::: EXERCISE MATERIAL :::

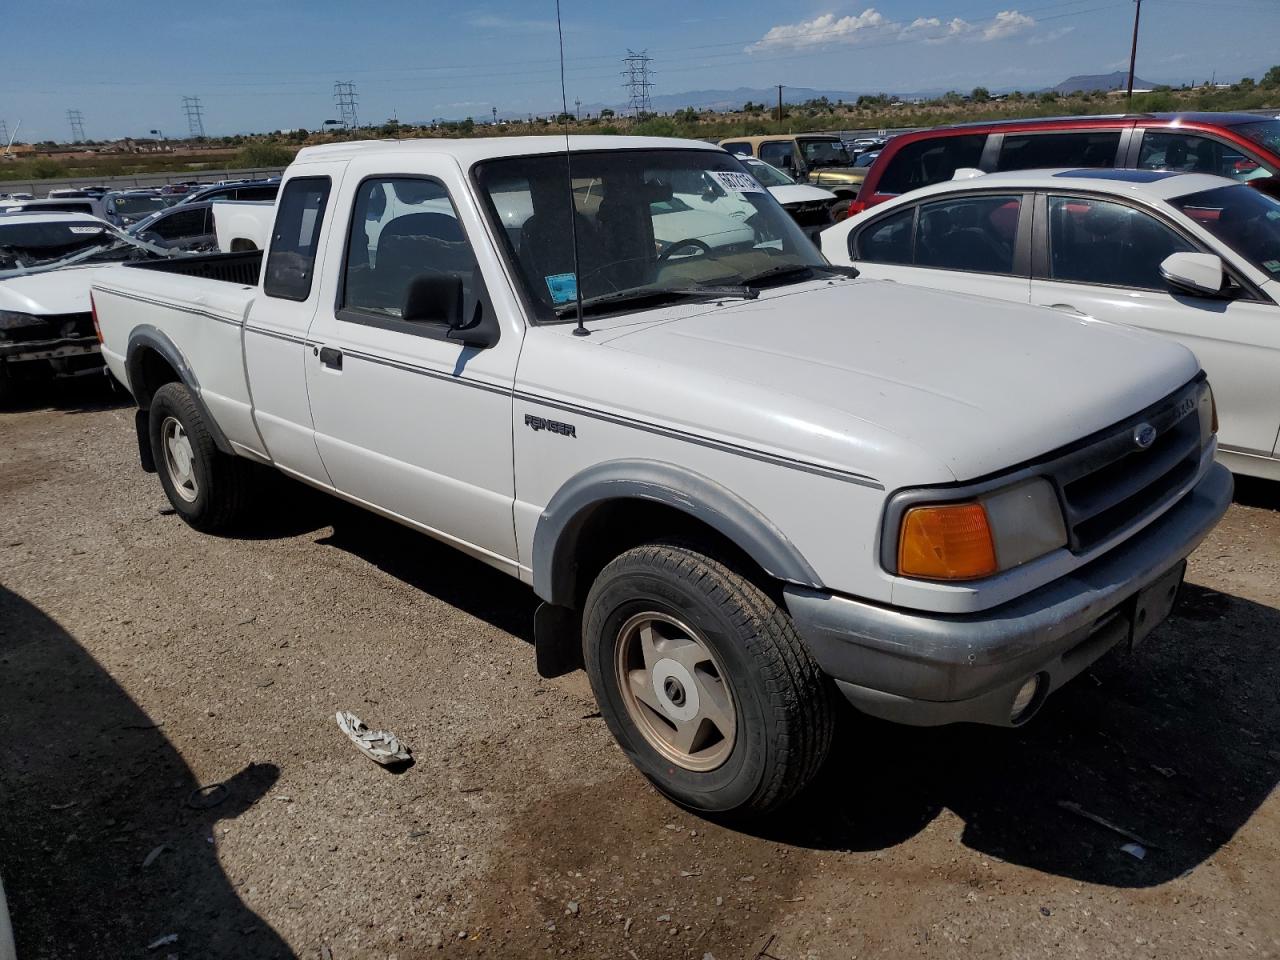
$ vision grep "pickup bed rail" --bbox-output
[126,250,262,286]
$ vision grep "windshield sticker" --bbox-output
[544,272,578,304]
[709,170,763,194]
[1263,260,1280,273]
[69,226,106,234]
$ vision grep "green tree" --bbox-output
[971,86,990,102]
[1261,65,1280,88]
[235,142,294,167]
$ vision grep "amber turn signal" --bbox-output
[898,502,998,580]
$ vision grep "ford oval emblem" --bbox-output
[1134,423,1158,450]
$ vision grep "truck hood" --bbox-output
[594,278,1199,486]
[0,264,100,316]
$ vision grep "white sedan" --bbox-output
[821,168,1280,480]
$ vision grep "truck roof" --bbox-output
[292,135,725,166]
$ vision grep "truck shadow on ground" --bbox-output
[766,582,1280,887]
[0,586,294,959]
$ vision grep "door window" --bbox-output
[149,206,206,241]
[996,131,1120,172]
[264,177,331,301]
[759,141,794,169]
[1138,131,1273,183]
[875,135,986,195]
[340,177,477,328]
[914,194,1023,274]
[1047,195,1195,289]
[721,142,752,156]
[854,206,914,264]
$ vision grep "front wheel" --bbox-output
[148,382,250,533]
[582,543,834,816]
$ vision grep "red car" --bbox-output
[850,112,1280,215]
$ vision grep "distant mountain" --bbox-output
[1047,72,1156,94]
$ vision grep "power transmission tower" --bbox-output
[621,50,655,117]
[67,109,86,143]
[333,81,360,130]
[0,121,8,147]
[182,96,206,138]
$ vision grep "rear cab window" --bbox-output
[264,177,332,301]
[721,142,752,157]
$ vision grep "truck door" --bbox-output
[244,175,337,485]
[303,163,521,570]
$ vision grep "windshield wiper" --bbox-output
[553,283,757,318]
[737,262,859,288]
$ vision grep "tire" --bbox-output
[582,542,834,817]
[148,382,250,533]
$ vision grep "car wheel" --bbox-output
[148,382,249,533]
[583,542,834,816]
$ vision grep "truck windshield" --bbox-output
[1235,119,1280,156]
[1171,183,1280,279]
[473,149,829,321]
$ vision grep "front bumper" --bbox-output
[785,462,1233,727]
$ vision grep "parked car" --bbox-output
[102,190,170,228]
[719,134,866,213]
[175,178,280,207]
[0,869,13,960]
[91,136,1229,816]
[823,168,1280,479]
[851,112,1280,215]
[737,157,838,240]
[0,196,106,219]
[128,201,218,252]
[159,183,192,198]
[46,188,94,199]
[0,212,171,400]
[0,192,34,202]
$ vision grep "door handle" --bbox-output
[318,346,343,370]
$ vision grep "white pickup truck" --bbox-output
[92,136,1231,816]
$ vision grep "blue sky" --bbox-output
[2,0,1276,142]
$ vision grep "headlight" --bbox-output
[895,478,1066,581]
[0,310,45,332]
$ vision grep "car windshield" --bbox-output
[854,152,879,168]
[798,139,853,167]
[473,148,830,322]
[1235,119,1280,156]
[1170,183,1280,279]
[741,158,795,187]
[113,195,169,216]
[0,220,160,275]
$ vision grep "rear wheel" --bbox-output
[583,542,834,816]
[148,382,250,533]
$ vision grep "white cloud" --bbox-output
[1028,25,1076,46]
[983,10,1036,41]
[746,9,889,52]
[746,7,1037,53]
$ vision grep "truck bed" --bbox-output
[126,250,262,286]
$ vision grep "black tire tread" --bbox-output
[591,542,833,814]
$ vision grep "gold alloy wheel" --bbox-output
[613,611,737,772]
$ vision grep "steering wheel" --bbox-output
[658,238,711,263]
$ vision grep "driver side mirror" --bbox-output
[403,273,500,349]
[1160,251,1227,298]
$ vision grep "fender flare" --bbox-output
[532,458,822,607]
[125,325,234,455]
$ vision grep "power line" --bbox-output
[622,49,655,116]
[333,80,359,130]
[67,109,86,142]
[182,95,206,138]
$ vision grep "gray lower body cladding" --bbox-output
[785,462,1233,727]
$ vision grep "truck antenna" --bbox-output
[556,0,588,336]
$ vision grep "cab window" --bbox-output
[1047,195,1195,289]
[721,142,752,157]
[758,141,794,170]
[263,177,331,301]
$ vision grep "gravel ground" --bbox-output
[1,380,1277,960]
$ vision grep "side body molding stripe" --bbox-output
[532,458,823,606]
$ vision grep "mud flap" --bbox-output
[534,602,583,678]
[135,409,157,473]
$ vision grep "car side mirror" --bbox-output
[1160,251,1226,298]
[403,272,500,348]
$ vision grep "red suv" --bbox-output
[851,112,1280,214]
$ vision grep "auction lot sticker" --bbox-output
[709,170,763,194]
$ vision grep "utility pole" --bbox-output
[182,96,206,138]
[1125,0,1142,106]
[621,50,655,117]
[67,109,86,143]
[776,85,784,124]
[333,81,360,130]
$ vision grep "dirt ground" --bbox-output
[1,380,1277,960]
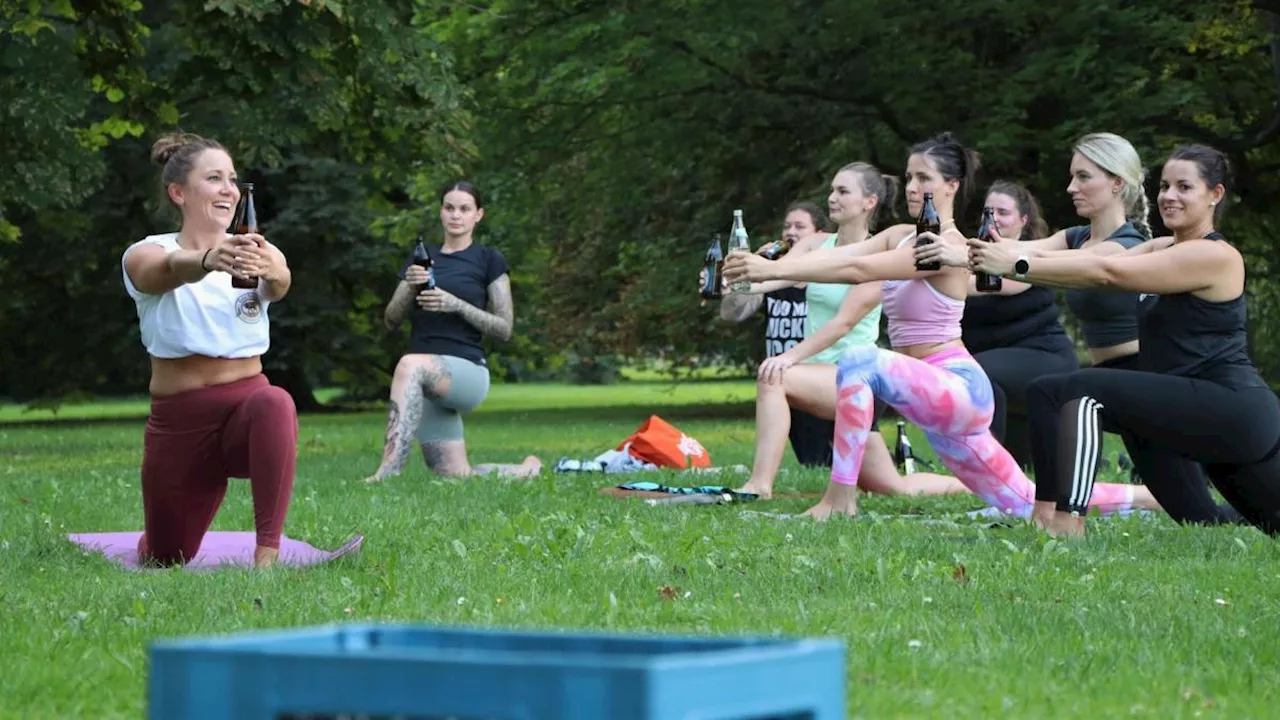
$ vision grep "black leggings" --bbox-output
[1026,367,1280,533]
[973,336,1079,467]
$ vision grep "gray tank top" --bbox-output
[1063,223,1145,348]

:::

# WORK ITEM
Word for word, restate each line above, minus its pictures.

# SOLUTION TO THE PROBLEM
$ vision grep "pickup bed rail" --bbox-output
[126,250,262,286]
$ vision grep "windshield sticker" --bbox-output
[544,272,578,304]
[709,170,763,194]
[1263,260,1280,273]
[69,226,106,234]
$ vision grep "green tree" --bbox-output
[971,86,990,102]
[1261,65,1280,88]
[235,142,294,167]
$ vision grep "amber turn signal" --bbox-output
[898,502,998,580]
$ vision grep "ford oval emblem" --bbox-output
[1134,423,1158,450]
$ vision grep "truck hood" --bbox-output
[594,278,1199,486]
[0,264,100,316]
$ vision grep "white sedan" --bbox-output
[821,168,1280,480]
$ vision grep "truck roof" --bbox-output
[292,135,725,166]
$ vision grep "truck shadow on ground" --bbox-output
[766,582,1280,887]
[0,586,294,959]
$ vision grep "door window" --bbox-output
[149,206,206,241]
[996,131,1120,172]
[264,177,331,301]
[759,141,794,169]
[1138,131,1273,183]
[875,135,986,195]
[340,177,477,328]
[914,194,1023,274]
[1047,195,1195,289]
[721,142,752,156]
[854,206,914,264]
$ vision grep "front wheel" --bbox-output
[148,382,250,533]
[582,543,834,816]
$ vision grep "red car" --bbox-output
[850,112,1280,215]
$ vision grep "distant mountain" --bbox-output
[1047,72,1156,94]
$ vision grep "power transmission tower" --bbox-output
[621,50,655,117]
[67,109,86,143]
[333,81,360,130]
[0,121,8,147]
[182,96,206,138]
$ vision grep "rear cab window" --bbox-output
[264,177,332,301]
[721,142,752,157]
$ vision grep "truck door" --bbox-output
[244,175,337,485]
[303,163,521,570]
$ vision grep "windshield wiper" --bbox-output
[553,283,757,318]
[737,262,859,288]
$ vision grep "tire" --bbox-output
[582,542,834,817]
[148,382,250,533]
$ vision grep "car wheel" --bbox-output
[148,382,249,533]
[583,542,834,816]
$ vision grep "truck windshield" --bbox-output
[1235,119,1280,156]
[1171,183,1280,279]
[473,149,829,321]
$ vision grep "front bumper" --bbox-output
[785,462,1233,727]
$ vision grep "parked car" --bbox-output
[102,190,170,228]
[719,134,866,213]
[175,178,280,207]
[0,869,13,960]
[91,136,1229,816]
[823,168,1280,479]
[851,112,1280,215]
[737,157,838,240]
[0,196,106,219]
[128,201,218,252]
[159,183,192,198]
[46,188,94,199]
[0,212,171,400]
[0,192,34,202]
$ vision grep "door handle" --bbox-output
[318,346,343,370]
$ vision grep "white pickup truck" --bbox-output
[92,136,1231,816]
$ vision grep "blue sky" --bbox-output
[2,0,1276,142]
$ vision grep "headlight" --bbox-output
[895,478,1066,581]
[0,310,45,332]
$ vision grep "car windshield" --bbox-output
[854,152,879,168]
[798,139,853,167]
[473,148,830,322]
[1235,119,1280,156]
[1170,183,1280,279]
[741,158,795,187]
[113,195,169,216]
[0,220,160,275]
$ vision grep "rear wheel" --bbox-output
[583,542,834,816]
[148,382,250,533]
$ vision grep "white cloud" --bbox-output
[1028,25,1076,46]
[983,10,1036,41]
[746,9,889,52]
[746,7,1037,53]
$ vision grep "truck bed" --bbox-output
[126,250,262,286]
$ vision grep "black tire tread" --bbox-output
[591,542,833,814]
$ vision grep "gold alloy wheel" --bbox-output
[613,611,737,772]
$ vision grep "steering wheel" --bbox-output
[658,238,711,263]
$ vision grep "driver side mirror" --bbox-output
[403,273,500,349]
[1160,251,1227,298]
$ vision grep "fender flare" --bbox-output
[532,458,822,607]
[125,325,234,455]
$ vision grep "power line" --bbox-output
[622,49,655,116]
[333,80,359,130]
[67,109,86,142]
[182,95,206,138]
$ vision grep "gray lower body cladding" --bbox-output
[785,462,1233,727]
$ vision grep "truck antenna" --bbox-output
[556,0,588,336]
$ vision grep "cab window" --bbox-output
[1047,195,1195,289]
[721,142,752,157]
[758,141,794,170]
[263,177,331,301]
$ vision grep "gravel ground" --bbox-output
[1,380,1277,960]
$ vision grep "side body molding stripe" --bbox-output
[532,458,823,606]
$ vision grep "mud flap" --bbox-output
[534,602,583,678]
[135,409,157,473]
$ vision grep "car side mirror" --bbox-output
[1160,251,1226,298]
[403,272,500,348]
$ vision grep "red suv" --bbox-output
[851,112,1280,214]
$ vision grep "auction lot sticker" --bbox-output
[709,170,763,194]
$ vision grep "utility pole" --bbox-output
[182,96,206,138]
[1125,0,1142,106]
[621,50,655,117]
[67,109,86,143]
[776,85,784,124]
[333,81,360,130]
$ vision grep "dirt ground" --bbox-output
[1,380,1277,960]
$ vision grep "black leggings" --bbox-output
[1026,367,1280,533]
[973,336,1079,467]
$ vision grep "gray tank top" --bbox-output
[1063,223,1145,348]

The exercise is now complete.